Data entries
((

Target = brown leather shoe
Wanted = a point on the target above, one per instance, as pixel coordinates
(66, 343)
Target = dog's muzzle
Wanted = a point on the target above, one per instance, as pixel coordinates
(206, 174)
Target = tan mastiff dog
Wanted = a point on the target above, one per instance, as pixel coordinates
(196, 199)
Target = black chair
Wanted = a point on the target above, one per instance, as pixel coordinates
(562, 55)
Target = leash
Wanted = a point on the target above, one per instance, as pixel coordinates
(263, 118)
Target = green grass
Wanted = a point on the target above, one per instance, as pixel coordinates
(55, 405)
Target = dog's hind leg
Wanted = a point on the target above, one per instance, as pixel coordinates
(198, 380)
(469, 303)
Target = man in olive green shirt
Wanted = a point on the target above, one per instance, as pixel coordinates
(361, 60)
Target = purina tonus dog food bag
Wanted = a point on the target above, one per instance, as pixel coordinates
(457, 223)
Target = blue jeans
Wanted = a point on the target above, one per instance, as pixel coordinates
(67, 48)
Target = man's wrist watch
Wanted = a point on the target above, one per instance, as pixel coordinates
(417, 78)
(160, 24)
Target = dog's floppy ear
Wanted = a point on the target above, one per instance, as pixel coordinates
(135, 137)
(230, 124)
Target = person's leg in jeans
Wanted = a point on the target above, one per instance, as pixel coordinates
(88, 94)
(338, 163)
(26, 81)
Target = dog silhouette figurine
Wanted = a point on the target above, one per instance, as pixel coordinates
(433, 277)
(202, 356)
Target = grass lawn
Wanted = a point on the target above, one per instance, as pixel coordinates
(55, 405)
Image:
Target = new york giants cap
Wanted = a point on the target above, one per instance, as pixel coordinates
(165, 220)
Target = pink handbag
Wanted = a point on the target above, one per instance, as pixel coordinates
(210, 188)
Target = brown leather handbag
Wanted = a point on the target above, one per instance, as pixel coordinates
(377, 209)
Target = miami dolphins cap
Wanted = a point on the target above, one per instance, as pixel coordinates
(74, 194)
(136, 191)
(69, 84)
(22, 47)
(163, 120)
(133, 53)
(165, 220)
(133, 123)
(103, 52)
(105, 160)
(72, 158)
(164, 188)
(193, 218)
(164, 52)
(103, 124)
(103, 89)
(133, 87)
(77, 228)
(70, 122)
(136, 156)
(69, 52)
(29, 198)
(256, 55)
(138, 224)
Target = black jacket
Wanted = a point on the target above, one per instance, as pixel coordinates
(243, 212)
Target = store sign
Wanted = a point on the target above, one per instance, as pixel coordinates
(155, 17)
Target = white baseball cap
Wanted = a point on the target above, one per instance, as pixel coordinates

))

* _Your assignment_
Could you copy out every record above exactly as it appears?

* _The completed task_
Target = brown leather shoe
Wanted = a point on the target above, one per instance, as pixel coordinates
(66, 343)
Target = dog's muzzle
Wanted = a point on the target above, one per instance, as pixel coordinates
(206, 174)
Target = tan mastiff dog
Wanted = a point on the target above, one per instance, as pixel coordinates
(196, 199)
Target = black chair
Wanted = a point on the target above, one per instance, as pixel coordinates
(562, 55)
Target = leash
Wanted = a point on the target above, one per instance, as pixel coordinates
(263, 118)
Target = green grass
Wanted = a point on the target above, one per instance, as pixel coordinates
(55, 405)
Target = dog's hind leg
Wanted = a point on the target above, one per instance, as pixel coordinates
(198, 380)
(469, 303)
Target = man in olive green shirt
Wanted = a point on the target above, one per instance, as pixel coordinates
(361, 60)
Target = purina tonus dog food bag
Wanted = a point on the target above, one per instance, as pixel coordinates
(457, 223)
Target = blue jeans
Wanted = a point on the target above, one per instance, as pixel coordinates
(67, 48)
Target = man's wrist watch
Wanted = a point on the target above, one per instance, as pixel coordinates
(417, 78)
(160, 24)
Target = dog's floppy ear
Wanted = a point on the target above, one per instance, as pixel coordinates
(135, 137)
(230, 124)
Target = person's leg in jeans
Wanted = a point on the target above, one per instance, as pixel coordinates
(88, 94)
(338, 163)
(26, 81)
Target = dog silhouette figurine
Wanted = a point on the target above, one per instance, as pixel coordinates
(433, 277)
(202, 356)
Target = grass lawn
Wanted = a point on the target above, one per instance, as pixel coordinates
(55, 405)
Image:
Target = new york giants cap
Wanted = a point on the target above, one per instance, as pixel coordinates
(165, 220)
Target = pink handbag
Wanted = a point on the target above, one per instance, as pixel coordinates
(210, 188)
Target = brown leather handbag
Wanted = a point on the target above, one per instance, as pixel coordinates
(377, 209)
Target = miami dolphins cap
Wanted = a point on the target above, one per instance, as pixel coordinates
(74, 194)
(136, 191)
(69, 84)
(22, 47)
(163, 120)
(133, 53)
(165, 220)
(133, 123)
(103, 52)
(105, 160)
(72, 158)
(164, 188)
(193, 218)
(164, 52)
(103, 124)
(103, 89)
(133, 87)
(77, 228)
(70, 122)
(136, 156)
(69, 52)
(29, 198)
(256, 55)
(138, 224)
Target = black jacket
Wanted = a point on the target above, one per instance, as pixel coordinates
(243, 212)
Target = store sign
Wanted = a point on the target above, one per instance, as pixel coordinates
(155, 17)
Target = white baseball cap
Wanted = a point on the target above, one per instance, as pixel coordinates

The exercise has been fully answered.